● WHAT YOU WILL DO
Copy every line of the material precisely.
======
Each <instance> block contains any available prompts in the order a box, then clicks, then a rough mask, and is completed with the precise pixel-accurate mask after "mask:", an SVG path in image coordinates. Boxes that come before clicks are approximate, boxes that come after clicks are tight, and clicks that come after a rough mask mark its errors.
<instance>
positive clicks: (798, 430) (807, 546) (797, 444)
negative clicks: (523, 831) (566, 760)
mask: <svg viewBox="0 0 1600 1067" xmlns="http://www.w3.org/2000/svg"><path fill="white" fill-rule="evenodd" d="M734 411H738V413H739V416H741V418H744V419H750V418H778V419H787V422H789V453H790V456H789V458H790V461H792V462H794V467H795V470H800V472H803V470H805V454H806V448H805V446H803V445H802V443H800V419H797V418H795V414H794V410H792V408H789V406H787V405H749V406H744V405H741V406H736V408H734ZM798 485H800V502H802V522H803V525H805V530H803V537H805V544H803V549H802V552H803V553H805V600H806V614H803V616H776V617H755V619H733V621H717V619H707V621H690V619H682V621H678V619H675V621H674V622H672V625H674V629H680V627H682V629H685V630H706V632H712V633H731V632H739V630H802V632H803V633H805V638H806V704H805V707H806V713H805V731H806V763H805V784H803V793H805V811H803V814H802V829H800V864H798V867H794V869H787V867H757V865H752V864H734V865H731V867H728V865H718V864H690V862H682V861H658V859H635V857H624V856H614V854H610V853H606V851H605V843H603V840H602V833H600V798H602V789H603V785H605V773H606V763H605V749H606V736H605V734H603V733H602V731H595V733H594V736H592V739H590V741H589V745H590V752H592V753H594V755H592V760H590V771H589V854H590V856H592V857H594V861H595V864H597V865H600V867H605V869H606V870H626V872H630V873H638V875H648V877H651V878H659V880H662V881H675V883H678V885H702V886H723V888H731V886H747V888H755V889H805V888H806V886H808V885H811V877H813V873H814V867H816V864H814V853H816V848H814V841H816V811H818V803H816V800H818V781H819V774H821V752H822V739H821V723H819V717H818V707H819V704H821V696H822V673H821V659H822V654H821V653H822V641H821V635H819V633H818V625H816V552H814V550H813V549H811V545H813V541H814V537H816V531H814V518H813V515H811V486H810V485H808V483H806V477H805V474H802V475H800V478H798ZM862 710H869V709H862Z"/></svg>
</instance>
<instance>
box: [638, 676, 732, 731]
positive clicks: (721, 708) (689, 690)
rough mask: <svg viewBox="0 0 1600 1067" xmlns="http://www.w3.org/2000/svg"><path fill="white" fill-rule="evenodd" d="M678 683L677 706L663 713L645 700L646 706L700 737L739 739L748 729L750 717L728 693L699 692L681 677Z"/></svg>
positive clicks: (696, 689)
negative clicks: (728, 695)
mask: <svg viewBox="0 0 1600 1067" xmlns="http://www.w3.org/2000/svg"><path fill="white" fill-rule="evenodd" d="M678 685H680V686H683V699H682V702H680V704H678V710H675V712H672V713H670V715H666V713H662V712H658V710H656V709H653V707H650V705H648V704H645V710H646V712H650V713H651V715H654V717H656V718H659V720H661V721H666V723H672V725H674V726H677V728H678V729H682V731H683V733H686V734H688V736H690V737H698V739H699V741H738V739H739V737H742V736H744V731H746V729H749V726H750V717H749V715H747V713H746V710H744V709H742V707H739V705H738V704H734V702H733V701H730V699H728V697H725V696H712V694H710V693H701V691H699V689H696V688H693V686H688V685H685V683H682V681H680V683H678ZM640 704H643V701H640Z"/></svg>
======
● WRITTEN SOLUTION
Each <instance> block contains any available prompts in the order a box, then clicks, then a rough mask, and is completed with the precise pixel-accurate mask after "mask:", an SVG path in image coordinates. Boxes that come before clicks are approximate, boxes that come after clicks are tight, and clicks that come after a rough mask mark its errors.
<instance>
positive clicks: (798, 430) (807, 546) (797, 444)
negative clicks: (523, 831) (566, 760)
mask: <svg viewBox="0 0 1600 1067" xmlns="http://www.w3.org/2000/svg"><path fill="white" fill-rule="evenodd" d="M734 411H738V413H739V416H741V418H744V419H750V418H778V419H787V422H789V453H790V456H789V458H790V461H792V462H794V467H795V470H800V472H803V470H805V454H806V448H805V446H803V445H802V443H800V419H797V418H795V414H794V410H792V408H789V406H787V405H749V406H744V405H741V406H736V408H734ZM798 485H800V502H802V522H803V525H805V530H803V537H805V544H803V549H802V552H803V553H805V600H806V614H803V616H776V617H755V619H733V621H717V619H707V621H690V619H682V621H678V619H675V621H674V622H672V625H674V629H680V627H682V629H685V630H706V632H712V633H731V632H739V630H802V632H803V633H805V638H806V704H805V707H806V713H805V731H806V763H805V784H803V793H805V811H803V814H802V829H800V864H798V867H794V869H787V867H757V865H752V864H734V865H731V867H728V865H718V864H690V862H682V861H658V859H635V857H624V856H614V854H610V853H606V851H605V843H603V840H602V833H600V798H602V789H603V785H605V773H606V763H605V749H606V736H605V734H603V733H602V731H595V733H594V736H592V739H590V741H589V745H590V752H592V753H594V755H592V760H590V771H589V854H590V856H592V857H594V861H595V864H597V865H600V867H605V869H606V870H626V872H630V873H638V875H648V877H651V878H659V880H662V881H675V883H678V885H702V886H723V888H731V886H747V888H755V889H805V888H806V886H808V885H811V877H813V873H814V867H816V864H814V853H816V848H814V841H816V811H818V803H816V800H818V781H819V774H821V752H822V739H821V723H819V717H818V707H819V704H821V696H822V673H821V659H822V654H821V653H822V641H821V635H819V633H818V625H816V552H814V550H813V549H811V545H813V541H814V537H816V531H814V518H813V515H811V486H810V485H808V483H806V477H805V474H802V475H800V478H798ZM862 710H869V709H862Z"/></svg>
</instance>
<instance>
box: [638, 676, 732, 731]
positive clicks: (721, 708) (689, 690)
rough mask: <svg viewBox="0 0 1600 1067" xmlns="http://www.w3.org/2000/svg"><path fill="white" fill-rule="evenodd" d="M678 683L677 706L663 713L645 700L646 706L700 737L739 739L748 729L750 717L728 693L699 692L681 677Z"/></svg>
positive clicks: (696, 689)
negative clicks: (728, 695)
mask: <svg viewBox="0 0 1600 1067" xmlns="http://www.w3.org/2000/svg"><path fill="white" fill-rule="evenodd" d="M678 685H680V686H683V699H682V702H680V704H678V710H675V712H672V713H670V715H666V713H662V712H658V710H656V709H653V707H650V705H648V704H645V710H646V712H650V713H651V715H654V717H656V718H659V720H661V721H666V723H672V725H674V726H677V728H678V729H682V731H683V733H686V734H688V736H690V737H698V739H699V741H738V739H739V737H742V736H744V731H746V729H749V726H750V717H749V715H747V713H746V710H744V709H742V707H739V705H738V704H734V702H733V701H730V699H728V697H725V696H712V694H710V693H701V691H699V689H696V688H693V686H688V685H685V683H682V681H680V683H678ZM640 704H643V701H640Z"/></svg>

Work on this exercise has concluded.